#### [WHAT TO WORK ON]
Reproduce the material below word for word, from its beginning through the line containing "[0,0,474,173]", including that line, and omit the pictures.

#### [GIVEN DATA]
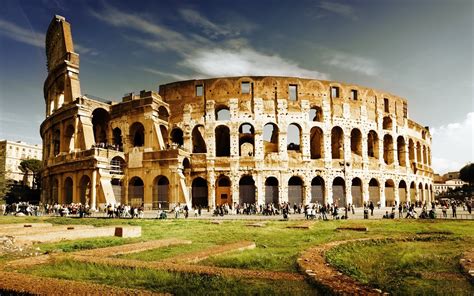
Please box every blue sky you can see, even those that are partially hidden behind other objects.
[0,0,474,172]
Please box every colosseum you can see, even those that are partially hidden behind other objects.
[40,16,433,209]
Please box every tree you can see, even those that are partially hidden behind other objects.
[459,163,474,187]
[18,159,43,189]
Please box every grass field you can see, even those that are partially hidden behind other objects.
[0,217,474,295]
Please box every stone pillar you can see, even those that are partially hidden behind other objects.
[90,170,97,211]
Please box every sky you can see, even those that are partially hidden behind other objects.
[0,0,474,173]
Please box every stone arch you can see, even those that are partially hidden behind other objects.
[239,175,256,204]
[397,136,407,167]
[382,116,392,130]
[79,175,92,205]
[286,123,302,152]
[171,127,184,146]
[308,106,324,122]
[158,106,170,122]
[332,177,346,208]
[63,177,74,204]
[331,126,344,159]
[128,177,145,207]
[263,122,280,154]
[311,176,326,205]
[112,127,123,151]
[215,105,230,121]
[351,128,362,157]
[351,177,364,207]
[216,175,232,206]
[369,178,380,205]
[239,122,255,156]
[92,108,110,145]
[288,176,304,205]
[215,125,230,157]
[367,130,379,159]
[191,125,207,153]
[383,134,393,165]
[129,121,145,147]
[191,177,209,208]
[152,175,170,210]
[385,179,395,207]
[310,126,324,159]
[265,177,280,205]
[398,180,410,203]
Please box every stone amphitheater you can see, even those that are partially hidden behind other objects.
[41,16,433,209]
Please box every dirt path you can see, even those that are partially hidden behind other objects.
[0,271,166,296]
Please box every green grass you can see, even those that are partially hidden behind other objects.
[327,234,474,295]
[0,217,474,294]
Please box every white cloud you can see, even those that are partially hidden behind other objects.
[318,1,359,21]
[431,112,474,173]
[91,5,328,79]
[323,49,379,76]
[0,19,98,55]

#### [THE REPLY]
Please box every blue sky you can see, even those that are partially hidden behind other objects.
[0,0,474,172]
Please box every colosseum you can see, even those that are partially hidden behind other objects.
[40,16,433,209]
Please box every tree you can see, even those that are partially hidden behind other objects.
[459,163,474,187]
[18,159,43,189]
Please box every grass field you can see, even those that are partially hidden behind other objects.
[0,217,474,295]
Please box every stone pillar you can see, even those that are partially hidden behind other objects.
[90,170,97,211]
Please box every sky you can see, even those that are partially hidden behind other objects.
[0,0,474,173]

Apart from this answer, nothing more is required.